Pointing entries for labeled objects
----------------------------------------
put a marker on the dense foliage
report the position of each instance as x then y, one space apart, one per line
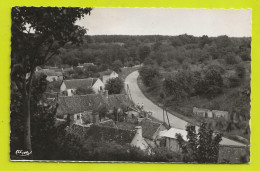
114 85
38 33
201 147
206 72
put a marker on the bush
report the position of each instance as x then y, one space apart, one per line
240 71
114 85
147 74
233 81
232 59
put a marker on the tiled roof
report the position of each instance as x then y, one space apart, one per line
101 133
49 72
149 128
119 100
80 130
77 83
171 133
107 72
78 104
108 123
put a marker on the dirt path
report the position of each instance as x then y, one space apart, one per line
139 97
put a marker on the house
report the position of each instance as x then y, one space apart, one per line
70 86
106 75
171 141
206 113
51 75
220 114
80 108
118 101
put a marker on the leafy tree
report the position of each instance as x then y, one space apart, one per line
240 71
201 147
148 73
117 65
37 35
144 52
43 113
212 83
114 85
231 59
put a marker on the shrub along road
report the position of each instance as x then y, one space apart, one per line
139 97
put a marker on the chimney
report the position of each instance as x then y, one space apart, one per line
106 93
138 131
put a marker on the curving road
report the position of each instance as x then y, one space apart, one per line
139 97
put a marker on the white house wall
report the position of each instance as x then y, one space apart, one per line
97 85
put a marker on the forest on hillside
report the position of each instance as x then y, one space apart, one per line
181 71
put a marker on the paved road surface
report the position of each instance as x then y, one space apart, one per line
138 97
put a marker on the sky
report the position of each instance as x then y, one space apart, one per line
167 21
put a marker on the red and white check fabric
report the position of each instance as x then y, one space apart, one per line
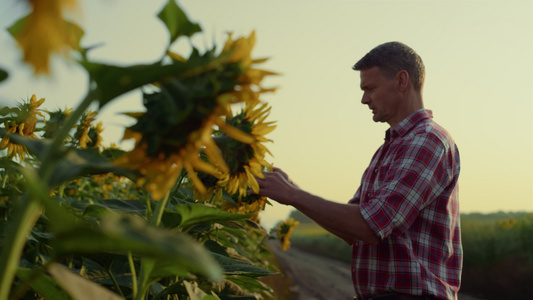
408 196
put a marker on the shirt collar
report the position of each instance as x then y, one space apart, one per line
408 123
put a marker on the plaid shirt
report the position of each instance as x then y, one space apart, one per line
408 196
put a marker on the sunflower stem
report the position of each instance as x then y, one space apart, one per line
133 275
159 209
4 181
115 282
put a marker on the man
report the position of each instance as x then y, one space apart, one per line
403 221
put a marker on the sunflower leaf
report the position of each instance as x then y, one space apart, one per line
121 233
235 267
71 163
43 284
177 22
193 214
111 81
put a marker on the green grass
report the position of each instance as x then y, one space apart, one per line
498 252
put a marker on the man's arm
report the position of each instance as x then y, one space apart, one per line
343 220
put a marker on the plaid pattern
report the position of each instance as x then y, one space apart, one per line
408 196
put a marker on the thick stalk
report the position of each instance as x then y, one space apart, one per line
133 275
26 213
147 264
159 209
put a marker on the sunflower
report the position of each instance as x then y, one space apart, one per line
160 155
55 121
45 32
23 122
248 88
242 147
284 231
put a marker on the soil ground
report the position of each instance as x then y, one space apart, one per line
308 276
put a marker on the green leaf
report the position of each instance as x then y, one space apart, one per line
192 214
249 283
235 267
3 75
112 81
123 233
70 162
78 287
196 293
45 285
177 22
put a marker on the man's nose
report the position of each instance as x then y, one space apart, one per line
365 99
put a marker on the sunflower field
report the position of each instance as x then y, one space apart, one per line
176 216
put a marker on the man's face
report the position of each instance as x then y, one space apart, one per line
380 94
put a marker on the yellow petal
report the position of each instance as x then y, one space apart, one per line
235 133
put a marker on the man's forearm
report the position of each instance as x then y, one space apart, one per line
342 220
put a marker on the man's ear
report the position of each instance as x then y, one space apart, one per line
403 80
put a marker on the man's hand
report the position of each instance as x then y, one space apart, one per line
277 186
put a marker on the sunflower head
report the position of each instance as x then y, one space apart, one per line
23 121
245 156
171 135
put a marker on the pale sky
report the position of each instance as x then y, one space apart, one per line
479 75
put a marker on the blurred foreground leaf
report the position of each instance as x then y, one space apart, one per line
127 233
78 287
177 22
235 267
112 81
193 214
43 284
70 162
3 75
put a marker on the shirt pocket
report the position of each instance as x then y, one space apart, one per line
381 176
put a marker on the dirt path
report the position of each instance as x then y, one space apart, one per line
318 278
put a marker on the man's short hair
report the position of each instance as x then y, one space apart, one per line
392 58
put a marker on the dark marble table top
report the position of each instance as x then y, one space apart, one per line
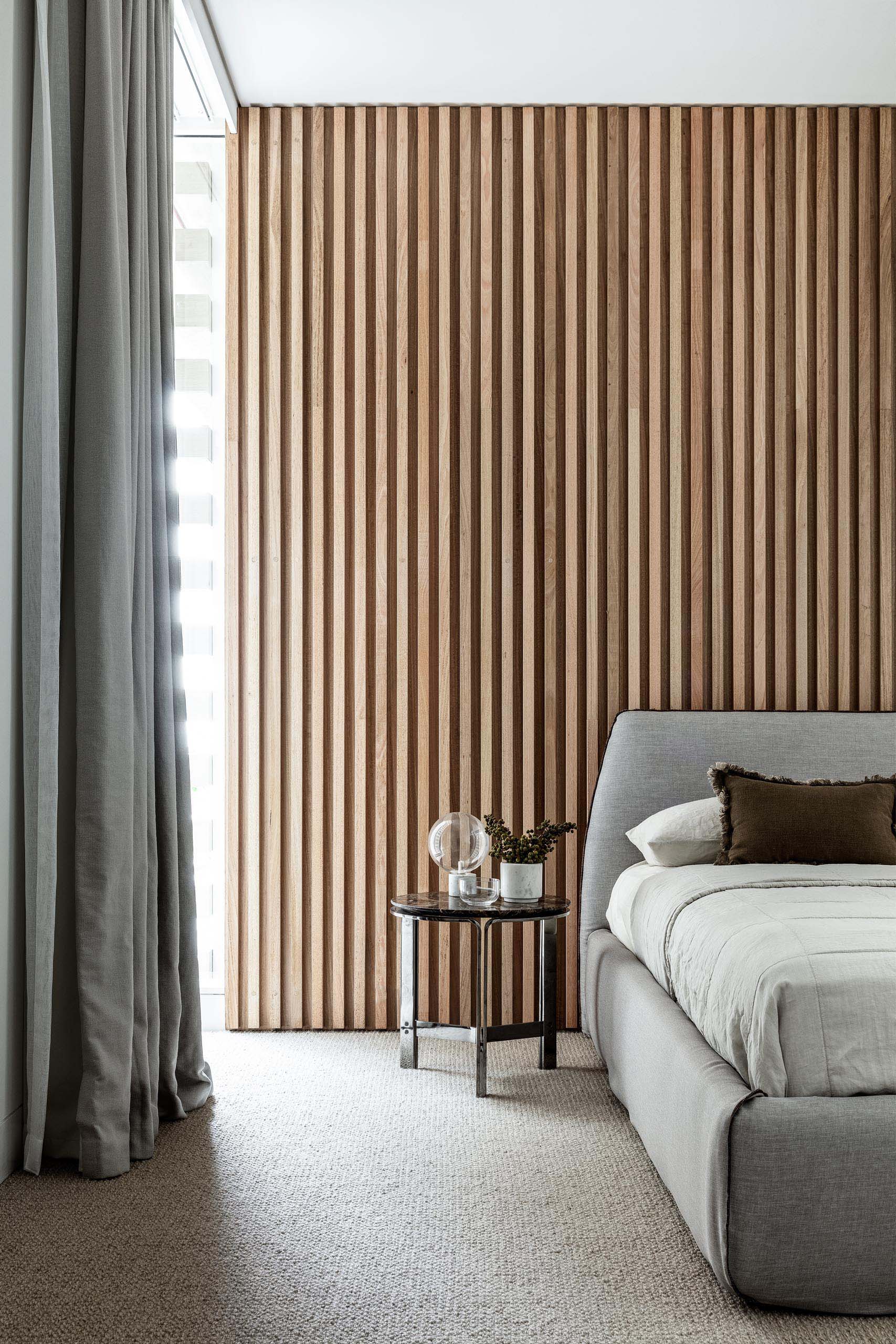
----------------------------------------
▸ **Exercise**
Select every line in the records that contains the word "white" and copy each one out.

▸ **Finished task**
put a marker on the white house wall
put a marker on the red and white check fabric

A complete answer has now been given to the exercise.